EXERCISE PASSAGE
This tale of a wily German child murderer from legendary director Fritz Lang is still one of the all-time greats.
If there’s one thing that Fritz Lang’s 1931 film M still teaches us, it’s that beyond all else, filmmakers should strive to place images on the screen that he or she sincerely believes will have never been seen before. An astounding hybrid of Bible-black film noir and a lithe take on German expressionist dynamics in which the shadows are literally out to kill you, there’s nary a shot in this film which (still) doesn’t feel as fresh as a new-growth daisy.
Certainly marvel at froggy Peter Lorre and his startling turn as Hans Beckert, a flip career child murderer whose sick, slick methodology masks compulsions over which he admits to having no physical control. And marvel too at the film’s consistent moral backflipping and refusal to carve up society into neat enclaves of good and evil, suggesting that the thin blue line between order and anarchy may be a self-governing myth to keep the underclasses from revolting. And marvel at the editing which is used to compare and contrast viewpoints instead of just idle parallel plate-spinning.
But maybe M is a film most impressive for its agile counterpointing and the way it deals in brutal ironies. On the evidence of the film’s first hour, Beckert is presented as an unhinged monster, the exact projection of the public’s caterwauling hysteria. But it’s this image, and the subsequent shattering thereof, which makes the film so exciting and dangerous, as Beckert is later reduced to a cowering freak, maybe even into a state of naive and defenceless arrested development which in turn gives him a taste of his own sickening medicine.

STUDY MATERIAL
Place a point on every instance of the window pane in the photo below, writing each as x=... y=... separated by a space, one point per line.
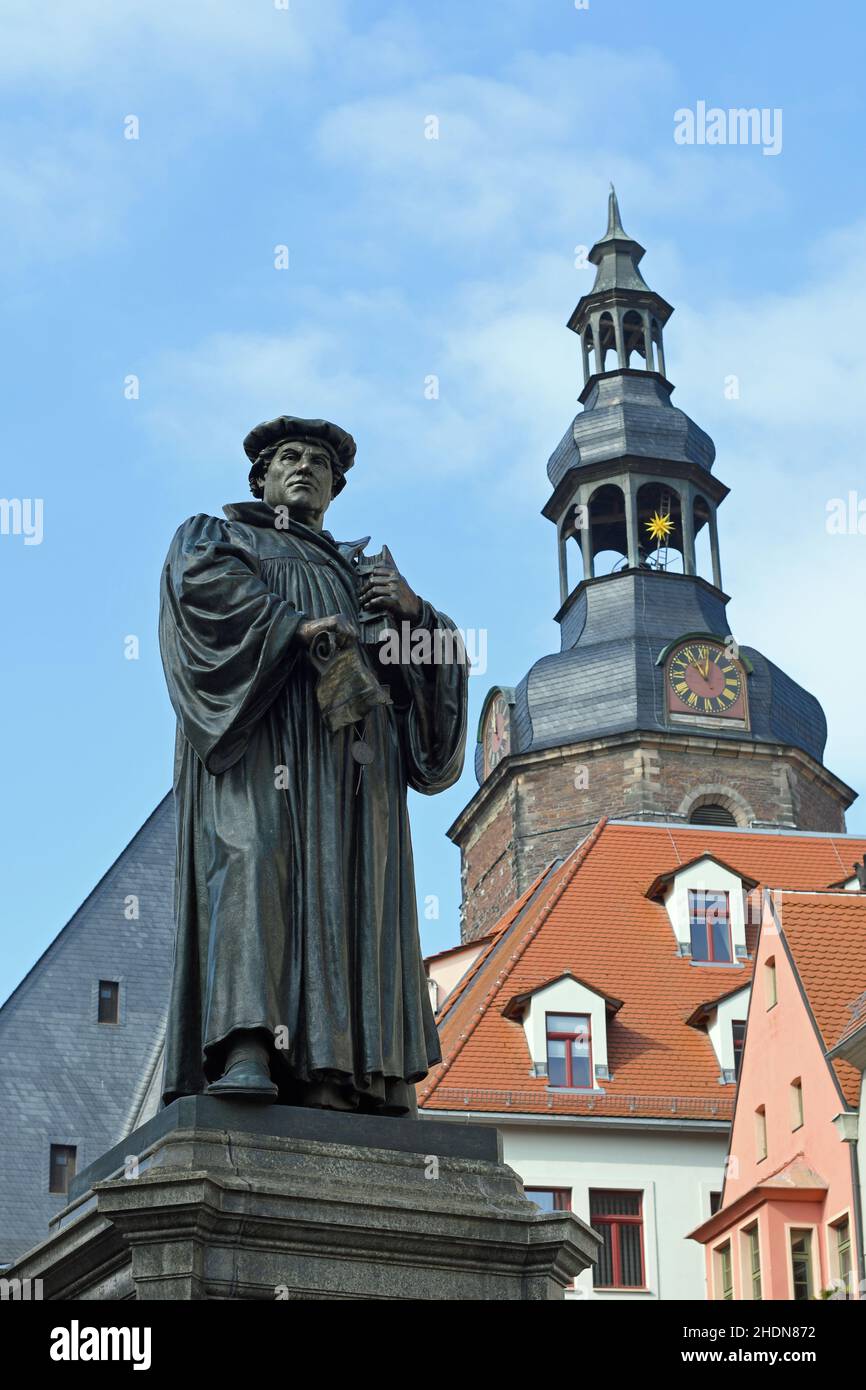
x=801 y=1261
x=722 y=938
x=738 y=1032
x=61 y=1168
x=699 y=941
x=602 y=1271
x=630 y=1255
x=556 y=1061
x=580 y=1062
x=615 y=1204
x=542 y=1197
x=109 y=995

TASKS TO PERFORM
(a) Retype the part of the review of M that begins at the words "If there’s one" and stops after "a new-growth daisy.", keeping every word the same.
(b) Write the next part of the review of Fritz Lang's film M, picking up right after its last sentence.

RESULTS BY TASK
(a)
If there’s one thing that Fritz Lang’s 1931 film M still teaches us, it’s that beyond all else, filmmakers should strive to place images on the screen that he or she sincerely believes will have never been seen before. An astounding hybrid of Bible-black film noir and a lithe take on German expressionist dynamics in which the shadows are literally out to kill you, there’s nary a shot in this film which (still) doesn’t feel as fresh as a new-growth daisy.

(b)
That’s perhaps not Lang’s intention, though, as he remains beguiled by the process of mob justice and not whether there is any ambiguity over Beckert’s guilt. Actually, the question is really whether such thing as mob justice (and perhaps by extension, democracy) can abide to terms of levelheadedness, fairness and basic rational thought. That Lang makes no bones about the assailant’s misdeeds makes the finale all the more powerful, ushering in sympathy for the devil and suggesting that the crowd will do anything in their personal power to put a collective end to the perceived blights of society.
When I first saw this film in the late ’90s, I wasn’t entirely taken by it due to its hysterical mode. How could one lambast hysteria in a manner which itself came across as hysterical? Yet, the time is exactly right for a reappraisal of M, as the points it makes could be applied directly to the omnipresent echo-chamber of 140 character delirium that is Twitter, a giant hall for friendship and joy, but also a place for bullying and groupthink.
Though M was released at a time when the German people were starting to take note of the Nazi party and their ultra-antagonistic form of political manoeuvring (to put it very lightly), the film perhaps highlights the vague fascistic undertow of modern social media platforms. That’s not to say that we’re all Nazis, more that democracy and freedom can easily be mistaken for simply agreeing with the reactionary ideas of your more articulate and forceful neighbour.